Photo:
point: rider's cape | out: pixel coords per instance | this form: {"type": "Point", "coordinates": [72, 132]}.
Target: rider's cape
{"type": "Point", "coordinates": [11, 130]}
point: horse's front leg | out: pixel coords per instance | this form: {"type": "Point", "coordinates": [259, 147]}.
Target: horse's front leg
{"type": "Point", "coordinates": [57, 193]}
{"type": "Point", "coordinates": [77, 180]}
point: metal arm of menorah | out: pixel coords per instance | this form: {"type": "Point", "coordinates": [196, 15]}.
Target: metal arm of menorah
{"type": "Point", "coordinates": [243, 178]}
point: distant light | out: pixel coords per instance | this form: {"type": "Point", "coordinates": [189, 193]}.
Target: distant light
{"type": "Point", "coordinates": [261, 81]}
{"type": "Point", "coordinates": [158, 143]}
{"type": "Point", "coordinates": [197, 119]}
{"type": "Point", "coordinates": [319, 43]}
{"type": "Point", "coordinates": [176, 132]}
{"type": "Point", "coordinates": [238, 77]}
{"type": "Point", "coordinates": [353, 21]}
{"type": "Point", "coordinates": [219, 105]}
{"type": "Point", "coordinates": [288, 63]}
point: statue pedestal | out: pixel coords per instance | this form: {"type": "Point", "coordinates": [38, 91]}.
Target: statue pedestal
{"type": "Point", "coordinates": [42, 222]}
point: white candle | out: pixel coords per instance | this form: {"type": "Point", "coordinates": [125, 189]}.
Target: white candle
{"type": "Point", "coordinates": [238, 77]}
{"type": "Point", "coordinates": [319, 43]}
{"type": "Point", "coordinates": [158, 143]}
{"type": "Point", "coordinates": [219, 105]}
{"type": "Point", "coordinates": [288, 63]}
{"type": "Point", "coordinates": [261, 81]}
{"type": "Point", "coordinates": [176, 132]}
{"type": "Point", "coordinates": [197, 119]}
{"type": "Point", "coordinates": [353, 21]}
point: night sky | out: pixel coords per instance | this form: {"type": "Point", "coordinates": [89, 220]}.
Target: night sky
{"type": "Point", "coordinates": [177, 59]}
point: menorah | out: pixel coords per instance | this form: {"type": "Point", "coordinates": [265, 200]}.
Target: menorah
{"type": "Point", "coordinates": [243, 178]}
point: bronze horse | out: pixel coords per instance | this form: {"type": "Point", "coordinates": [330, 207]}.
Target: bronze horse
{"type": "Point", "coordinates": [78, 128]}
§ §
◆ **DESCRIPTION OF THE TASK**: What is needed here is an exact reproduction of all the entries.

◆ **ANSWER TO THIS EXERCISE**:
Photo:
point: rider's cape | out: pixel coords per instance | this form: {"type": "Point", "coordinates": [72, 132]}.
Target: rider's cape
{"type": "Point", "coordinates": [11, 130]}
point: horse's front leg | out: pixel coords per instance | this form: {"type": "Point", "coordinates": [259, 147]}.
Target: horse's front leg
{"type": "Point", "coordinates": [57, 193]}
{"type": "Point", "coordinates": [77, 180]}
point: metal arm of menorah | out: pixel coords per instance | this form: {"type": "Point", "coordinates": [196, 15]}.
Target: metal arm of menorah
{"type": "Point", "coordinates": [243, 178]}
point: distant light | out: pixel coords per instance | this form: {"type": "Point", "coordinates": [189, 193]}.
Target: distant light
{"type": "Point", "coordinates": [261, 81]}
{"type": "Point", "coordinates": [158, 143]}
{"type": "Point", "coordinates": [197, 119]}
{"type": "Point", "coordinates": [319, 43]}
{"type": "Point", "coordinates": [176, 132]}
{"type": "Point", "coordinates": [238, 77]}
{"type": "Point", "coordinates": [353, 21]}
{"type": "Point", "coordinates": [219, 105]}
{"type": "Point", "coordinates": [288, 63]}
point: statue pedestal | out: pixel coords per instance | this form: {"type": "Point", "coordinates": [38, 91]}.
Target: statue pedestal
{"type": "Point", "coordinates": [42, 222]}
point: white candle | out: pixel coords per instance | this form: {"type": "Point", "coordinates": [125, 189]}.
Target: white candle
{"type": "Point", "coordinates": [238, 77]}
{"type": "Point", "coordinates": [319, 43]}
{"type": "Point", "coordinates": [158, 143]}
{"type": "Point", "coordinates": [219, 105]}
{"type": "Point", "coordinates": [288, 63]}
{"type": "Point", "coordinates": [261, 81]}
{"type": "Point", "coordinates": [176, 132]}
{"type": "Point", "coordinates": [197, 119]}
{"type": "Point", "coordinates": [353, 21]}
point: night sky | out: pixel coords per instance | this form: {"type": "Point", "coordinates": [89, 220]}.
Target: night sky
{"type": "Point", "coordinates": [177, 59]}
point: menorah | out: pixel coords per instance | this form: {"type": "Point", "coordinates": [265, 200]}.
Target: menorah
{"type": "Point", "coordinates": [243, 178]}
point: bronze horse | out: pixel coords per instance | this form: {"type": "Point", "coordinates": [330, 207]}.
Target: bronze horse
{"type": "Point", "coordinates": [78, 128]}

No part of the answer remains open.